>> START Given data

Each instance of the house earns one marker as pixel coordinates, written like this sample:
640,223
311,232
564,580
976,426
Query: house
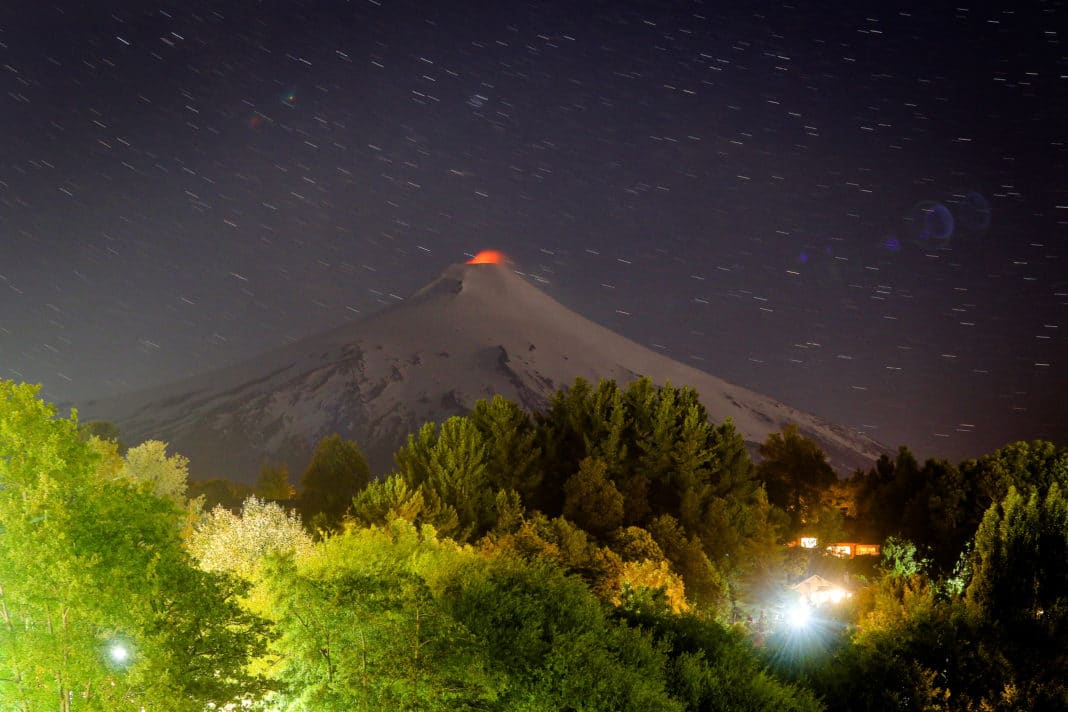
818,590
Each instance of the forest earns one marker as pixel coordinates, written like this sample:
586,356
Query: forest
614,551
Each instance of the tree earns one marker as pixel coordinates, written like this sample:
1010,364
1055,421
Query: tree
446,465
104,430
273,483
592,501
513,459
100,606
163,475
362,626
238,543
795,472
336,473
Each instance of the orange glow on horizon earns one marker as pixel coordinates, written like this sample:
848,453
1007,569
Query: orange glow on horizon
488,257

>> END Given data

Lay out every line of the material above as a numbered list, leaving out blank lines and any pictures.

Written solution
1. Each instance of the house earns one marker as pixel coordinates, written like this sample:
2. 640,223
3. 311,232
4. 564,580
5. 976,426
6. Query: house
7. 818,590
8. Each instance of the forest earns one marker as pixel coordinates, written like this sample:
9. 586,356
10. Query: forest
11. 614,551
12. Each instance of the tree earns one marker as pixel coordinates, written like this sample:
13. 1010,364
14. 1055,421
15. Query: tree
16. 446,465
17. 104,430
18. 273,483
19. 592,501
20. 513,459
21. 100,606
22. 163,475
23. 362,626
24. 238,543
25. 795,472
26. 336,473
27. Each instance of the orange glow on horizon earns one marker as pixel coordinates, written like this sample:
28. 848,453
29. 1007,569
30. Query: orange glow on horizon
31. 488,257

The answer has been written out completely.